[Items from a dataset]
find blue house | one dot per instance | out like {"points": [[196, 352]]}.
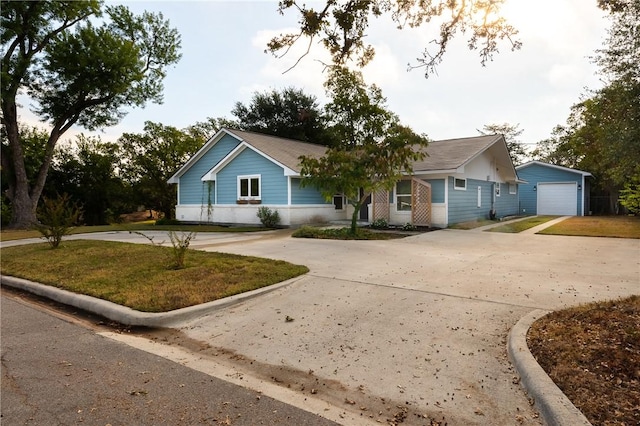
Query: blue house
{"points": [[553, 190], [236, 172]]}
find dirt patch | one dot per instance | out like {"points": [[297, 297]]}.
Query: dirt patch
{"points": [[592, 353], [358, 400]]}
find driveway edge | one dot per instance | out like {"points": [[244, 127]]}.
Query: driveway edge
{"points": [[553, 405], [128, 316]]}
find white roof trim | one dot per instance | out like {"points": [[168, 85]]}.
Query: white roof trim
{"points": [[553, 166], [212, 174], [201, 152]]}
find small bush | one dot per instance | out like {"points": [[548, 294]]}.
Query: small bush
{"points": [[380, 224], [57, 217], [180, 245], [409, 227], [341, 234], [269, 218], [307, 232], [167, 221], [630, 196]]}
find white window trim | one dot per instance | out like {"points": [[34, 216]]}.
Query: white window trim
{"points": [[395, 198], [249, 178], [457, 188]]}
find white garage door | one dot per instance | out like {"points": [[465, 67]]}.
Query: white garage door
{"points": [[558, 199]]}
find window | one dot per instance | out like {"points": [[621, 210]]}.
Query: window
{"points": [[403, 196], [249, 187]]}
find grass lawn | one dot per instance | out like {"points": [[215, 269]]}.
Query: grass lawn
{"points": [[592, 352], [522, 225], [137, 276], [473, 224], [597, 226], [8, 234]]}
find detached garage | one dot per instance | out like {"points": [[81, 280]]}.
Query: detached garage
{"points": [[553, 190]]}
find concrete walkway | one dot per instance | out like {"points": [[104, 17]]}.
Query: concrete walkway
{"points": [[419, 323]]}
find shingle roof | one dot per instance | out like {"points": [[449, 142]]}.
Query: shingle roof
{"points": [[284, 151], [443, 155], [453, 153]]}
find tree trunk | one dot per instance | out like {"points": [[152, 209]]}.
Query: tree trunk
{"points": [[23, 211], [354, 218]]}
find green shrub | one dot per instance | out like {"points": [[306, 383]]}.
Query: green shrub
{"points": [[307, 232], [269, 218], [57, 217], [167, 221], [380, 224], [409, 227], [180, 245], [630, 196], [340, 234]]}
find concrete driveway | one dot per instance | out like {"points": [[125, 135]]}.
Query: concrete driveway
{"points": [[411, 329]]}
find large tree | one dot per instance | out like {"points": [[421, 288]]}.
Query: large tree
{"points": [[341, 27], [151, 158], [288, 114], [602, 132], [511, 133], [78, 70], [86, 170], [374, 150]]}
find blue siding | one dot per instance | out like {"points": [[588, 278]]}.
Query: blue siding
{"points": [[536, 173], [192, 189], [463, 205], [506, 204], [273, 182], [437, 190], [307, 195]]}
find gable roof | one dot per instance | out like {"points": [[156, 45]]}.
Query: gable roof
{"points": [[552, 166], [449, 155], [285, 152], [452, 154]]}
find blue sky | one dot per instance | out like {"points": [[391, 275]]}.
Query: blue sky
{"points": [[223, 62]]}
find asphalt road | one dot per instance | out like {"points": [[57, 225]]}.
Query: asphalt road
{"points": [[56, 371]]}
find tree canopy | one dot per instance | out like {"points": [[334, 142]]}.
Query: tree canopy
{"points": [[511, 133], [374, 150], [602, 132], [288, 114], [77, 70], [151, 158], [341, 27]]}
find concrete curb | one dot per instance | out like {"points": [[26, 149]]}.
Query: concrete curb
{"points": [[128, 316], [553, 405]]}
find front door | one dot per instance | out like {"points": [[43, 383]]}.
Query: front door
{"points": [[421, 202], [364, 209]]}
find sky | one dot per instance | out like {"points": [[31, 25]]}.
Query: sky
{"points": [[223, 62]]}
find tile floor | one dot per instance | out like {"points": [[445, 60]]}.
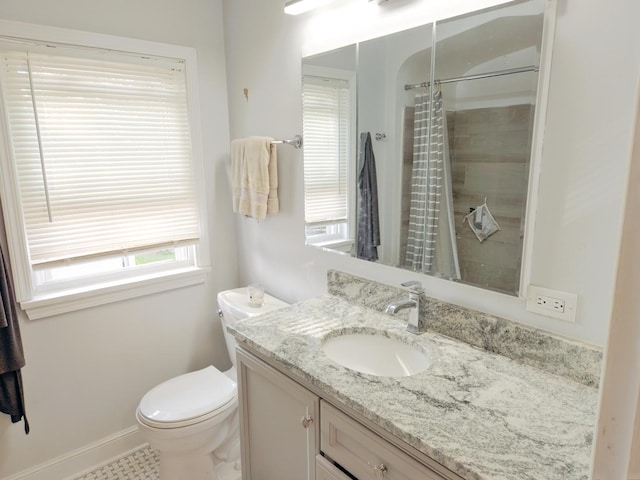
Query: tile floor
{"points": [[139, 465]]}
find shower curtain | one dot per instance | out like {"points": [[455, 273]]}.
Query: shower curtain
{"points": [[431, 240]]}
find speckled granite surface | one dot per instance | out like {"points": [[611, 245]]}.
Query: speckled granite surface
{"points": [[537, 348], [483, 416]]}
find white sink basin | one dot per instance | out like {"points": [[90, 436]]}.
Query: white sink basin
{"points": [[376, 355]]}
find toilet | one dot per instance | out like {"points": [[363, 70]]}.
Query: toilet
{"points": [[192, 420]]}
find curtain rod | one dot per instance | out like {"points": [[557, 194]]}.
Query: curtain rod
{"points": [[497, 73]]}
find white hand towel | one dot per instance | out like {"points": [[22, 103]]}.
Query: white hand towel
{"points": [[254, 177]]}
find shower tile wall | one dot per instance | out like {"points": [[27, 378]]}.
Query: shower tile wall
{"points": [[489, 149]]}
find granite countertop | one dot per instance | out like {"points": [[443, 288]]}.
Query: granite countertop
{"points": [[481, 415]]}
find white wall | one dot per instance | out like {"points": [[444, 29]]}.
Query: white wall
{"points": [[620, 396], [87, 370], [584, 165]]}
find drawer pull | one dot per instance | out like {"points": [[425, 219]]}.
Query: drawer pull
{"points": [[379, 470], [306, 422]]}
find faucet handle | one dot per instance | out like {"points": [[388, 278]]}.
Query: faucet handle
{"points": [[415, 286]]}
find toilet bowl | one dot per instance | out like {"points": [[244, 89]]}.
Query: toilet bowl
{"points": [[192, 420]]}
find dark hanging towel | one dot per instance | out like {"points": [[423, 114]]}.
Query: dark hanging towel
{"points": [[11, 353], [368, 221]]}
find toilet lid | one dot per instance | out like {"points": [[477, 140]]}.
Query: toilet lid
{"points": [[188, 396]]}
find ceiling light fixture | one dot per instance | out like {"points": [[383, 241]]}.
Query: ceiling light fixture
{"points": [[296, 7]]}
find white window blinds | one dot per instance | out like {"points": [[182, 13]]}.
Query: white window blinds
{"points": [[326, 114], [102, 153]]}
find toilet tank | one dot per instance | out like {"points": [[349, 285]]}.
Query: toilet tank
{"points": [[234, 307]]}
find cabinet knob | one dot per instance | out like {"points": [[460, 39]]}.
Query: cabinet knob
{"points": [[379, 470], [306, 421]]}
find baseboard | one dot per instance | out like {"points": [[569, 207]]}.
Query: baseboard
{"points": [[84, 459]]}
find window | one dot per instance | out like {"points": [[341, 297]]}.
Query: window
{"points": [[99, 166], [327, 129]]}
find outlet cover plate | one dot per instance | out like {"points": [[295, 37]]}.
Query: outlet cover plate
{"points": [[549, 299]]}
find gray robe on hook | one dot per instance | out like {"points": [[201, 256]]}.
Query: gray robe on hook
{"points": [[368, 221], [11, 353]]}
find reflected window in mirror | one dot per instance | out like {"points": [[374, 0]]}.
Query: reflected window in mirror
{"points": [[329, 119]]}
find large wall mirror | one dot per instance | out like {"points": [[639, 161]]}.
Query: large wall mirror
{"points": [[418, 145]]}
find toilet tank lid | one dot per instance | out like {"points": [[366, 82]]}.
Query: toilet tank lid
{"points": [[188, 396], [237, 302]]}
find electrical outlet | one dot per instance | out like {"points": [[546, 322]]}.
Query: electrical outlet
{"points": [[552, 303]]}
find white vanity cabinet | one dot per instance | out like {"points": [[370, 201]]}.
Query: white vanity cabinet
{"points": [[363, 453], [284, 427], [279, 428]]}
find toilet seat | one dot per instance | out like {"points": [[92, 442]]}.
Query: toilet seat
{"points": [[188, 399]]}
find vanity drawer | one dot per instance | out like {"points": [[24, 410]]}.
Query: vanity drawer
{"points": [[325, 470], [364, 454]]}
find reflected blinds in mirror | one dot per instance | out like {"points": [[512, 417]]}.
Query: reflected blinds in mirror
{"points": [[326, 105]]}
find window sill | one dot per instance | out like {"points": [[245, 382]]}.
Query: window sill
{"points": [[47, 305]]}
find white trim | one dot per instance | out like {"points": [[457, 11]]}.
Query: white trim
{"points": [[85, 459], [69, 301], [542, 100], [39, 306]]}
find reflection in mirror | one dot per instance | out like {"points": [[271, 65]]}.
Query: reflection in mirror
{"points": [[329, 119], [486, 83], [442, 147]]}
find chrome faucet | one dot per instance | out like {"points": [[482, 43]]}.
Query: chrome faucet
{"points": [[416, 324]]}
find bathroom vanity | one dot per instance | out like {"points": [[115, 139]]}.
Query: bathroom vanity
{"points": [[471, 414]]}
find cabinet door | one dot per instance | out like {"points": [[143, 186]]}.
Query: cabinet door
{"points": [[279, 431], [364, 454]]}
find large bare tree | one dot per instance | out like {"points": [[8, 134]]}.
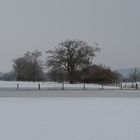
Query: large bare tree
{"points": [[71, 56]]}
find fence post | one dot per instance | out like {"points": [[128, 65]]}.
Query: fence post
{"points": [[17, 87], [84, 87], [136, 86], [121, 86], [39, 86], [62, 86]]}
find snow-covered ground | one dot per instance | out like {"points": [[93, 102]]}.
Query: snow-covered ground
{"points": [[50, 85], [69, 118]]}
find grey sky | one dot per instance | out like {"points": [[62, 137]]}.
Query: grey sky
{"points": [[42, 24]]}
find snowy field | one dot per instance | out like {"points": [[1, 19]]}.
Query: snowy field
{"points": [[69, 118], [110, 114], [49, 85]]}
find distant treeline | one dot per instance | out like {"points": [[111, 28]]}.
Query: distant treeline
{"points": [[71, 60]]}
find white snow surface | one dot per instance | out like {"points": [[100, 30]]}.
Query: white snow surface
{"points": [[69, 118], [50, 85]]}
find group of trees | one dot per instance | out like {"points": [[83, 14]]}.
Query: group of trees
{"points": [[71, 60]]}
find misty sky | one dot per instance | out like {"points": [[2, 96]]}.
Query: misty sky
{"points": [[42, 24]]}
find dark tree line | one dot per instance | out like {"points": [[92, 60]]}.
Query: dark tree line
{"points": [[71, 60]]}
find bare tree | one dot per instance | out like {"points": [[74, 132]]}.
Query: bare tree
{"points": [[28, 67], [71, 55]]}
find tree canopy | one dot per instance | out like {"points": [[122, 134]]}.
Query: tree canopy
{"points": [[71, 56]]}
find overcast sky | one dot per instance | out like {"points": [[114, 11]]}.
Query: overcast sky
{"points": [[42, 24]]}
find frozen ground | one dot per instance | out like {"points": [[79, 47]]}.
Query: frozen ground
{"points": [[69, 118]]}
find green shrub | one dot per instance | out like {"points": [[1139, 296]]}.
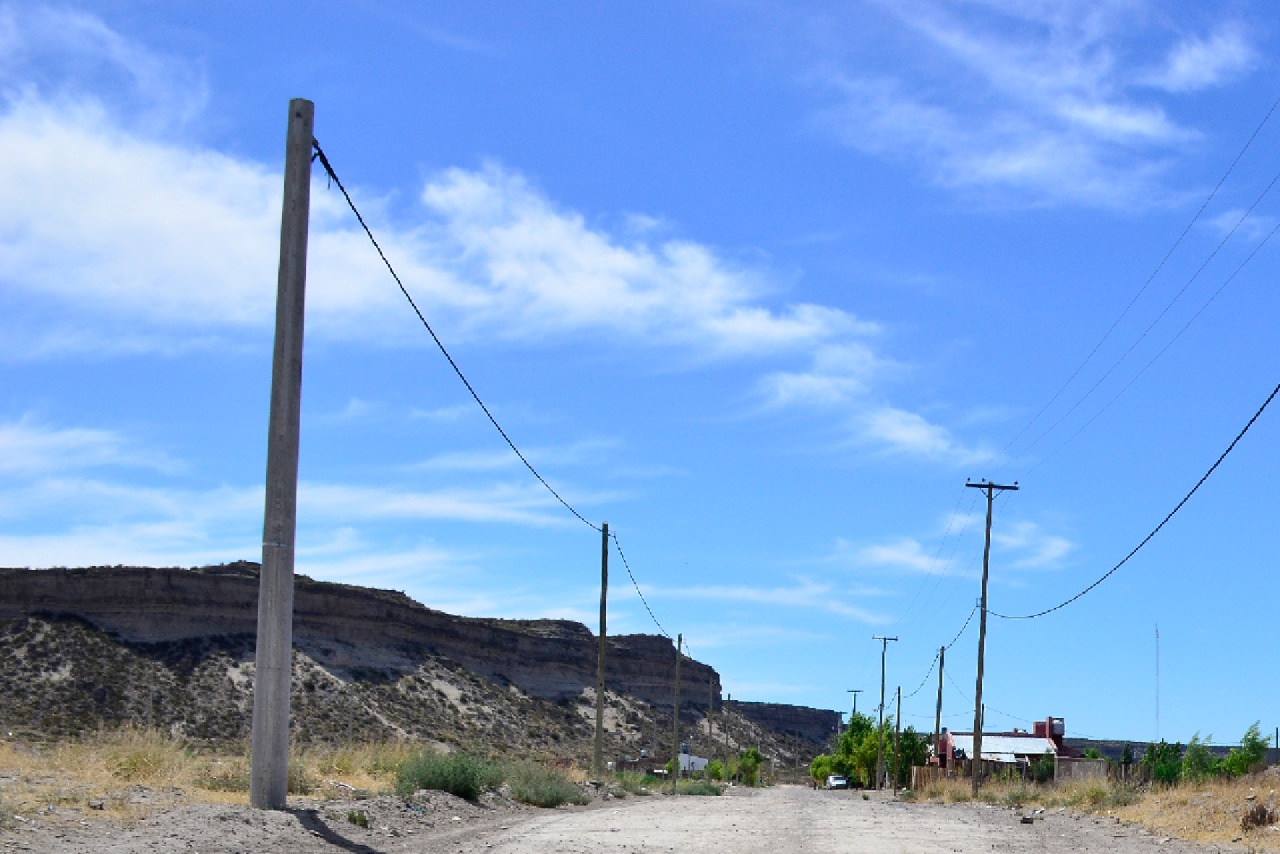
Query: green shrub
{"points": [[1042, 768], [1198, 763], [457, 773], [542, 786]]}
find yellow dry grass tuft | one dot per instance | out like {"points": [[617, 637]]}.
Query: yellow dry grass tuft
{"points": [[1208, 812], [131, 772]]}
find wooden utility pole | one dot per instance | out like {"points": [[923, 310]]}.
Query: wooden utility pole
{"points": [[991, 489], [269, 770], [937, 716], [599, 663], [897, 731], [675, 717], [880, 731]]}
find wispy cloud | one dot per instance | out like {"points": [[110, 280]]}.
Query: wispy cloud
{"points": [[1200, 62], [101, 219], [30, 447], [803, 593], [588, 451], [1029, 546], [1043, 103]]}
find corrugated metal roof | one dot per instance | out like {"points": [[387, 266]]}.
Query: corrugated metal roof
{"points": [[1004, 748]]}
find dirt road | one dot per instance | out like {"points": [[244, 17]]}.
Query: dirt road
{"points": [[799, 821], [787, 820]]}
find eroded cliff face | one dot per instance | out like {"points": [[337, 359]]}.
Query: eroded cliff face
{"points": [[356, 631], [799, 721]]}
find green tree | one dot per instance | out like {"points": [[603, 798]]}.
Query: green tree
{"points": [[1251, 756], [913, 750], [749, 766], [1165, 761], [1042, 768], [821, 767], [1198, 762]]}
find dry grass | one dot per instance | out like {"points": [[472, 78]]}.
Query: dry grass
{"points": [[131, 772], [1210, 812]]}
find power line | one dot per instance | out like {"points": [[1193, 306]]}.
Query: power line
{"points": [[1156, 530], [1165, 348], [328, 168], [625, 563], [1153, 274], [926, 677], [1153, 323], [333, 176], [968, 620]]}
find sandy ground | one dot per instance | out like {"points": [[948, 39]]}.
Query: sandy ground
{"points": [[786, 820]]}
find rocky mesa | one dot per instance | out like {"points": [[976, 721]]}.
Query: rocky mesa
{"points": [[174, 647]]}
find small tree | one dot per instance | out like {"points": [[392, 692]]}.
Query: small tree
{"points": [[1251, 756], [1198, 763], [821, 767], [1042, 768], [1165, 761], [749, 766]]}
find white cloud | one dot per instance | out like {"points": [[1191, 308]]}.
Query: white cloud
{"points": [[805, 593], [903, 553], [1045, 103], [115, 238], [909, 433], [526, 505], [28, 447], [1029, 546], [586, 451], [1200, 63]]}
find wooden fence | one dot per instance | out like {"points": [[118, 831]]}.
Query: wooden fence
{"points": [[1134, 775]]}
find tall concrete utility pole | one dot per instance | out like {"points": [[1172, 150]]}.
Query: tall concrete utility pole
{"points": [[711, 722], [855, 692], [897, 733], [269, 768], [599, 663], [880, 730], [675, 717], [991, 489], [937, 716]]}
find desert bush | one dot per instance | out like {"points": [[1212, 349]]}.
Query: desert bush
{"points": [[300, 780], [137, 754], [224, 776], [1258, 816], [457, 773], [542, 786]]}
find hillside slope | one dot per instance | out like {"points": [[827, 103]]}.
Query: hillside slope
{"points": [[174, 648]]}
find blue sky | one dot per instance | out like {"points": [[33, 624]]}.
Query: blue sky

### BRIEF:
Could you restate word for word the lines above, from the one that contains "find fence post" through the one that contains "find bare tree", and no others?

### ANSWER:
find fence post | one dot per instance | out like {"points": [[128, 65]]}.
Query: fence post
{"points": [[17, 87], [84, 87], [136, 86], [121, 86], [39, 86], [62, 86]]}
find snow-covered ground | one dot per instance | out like {"points": [[93, 102]]}.
Query: snow-covered ground
{"points": [[50, 85], [69, 118]]}
find grey sky | one dot per instance | out like {"points": [[62, 137]]}.
Query: grey sky
{"points": [[42, 24]]}
find snowy field | one dot per instance | out like {"points": [[1, 19]]}.
Query: snowy field
{"points": [[69, 118], [110, 114], [49, 85]]}
find distant treeline | one dot per instance | out like {"points": [[111, 28]]}.
Query: distant treeline
{"points": [[71, 60]]}
find white snow surface | one dot per instance | out like {"points": [[100, 30]]}.
Query: white snow surface
{"points": [[69, 118], [50, 85]]}
find group of trees | one dot per instance | out like {"points": [[83, 14]]}.
Query: group of trees
{"points": [[71, 60]]}
find misty sky | one dot per instance | out like {"points": [[2, 96]]}.
Query: misty sky
{"points": [[42, 24]]}
find dark tree line | one dot per instance | out like {"points": [[92, 60]]}.
Query: dark tree line
{"points": [[71, 60]]}
find bare tree | one dot per instance | out like {"points": [[74, 132]]}.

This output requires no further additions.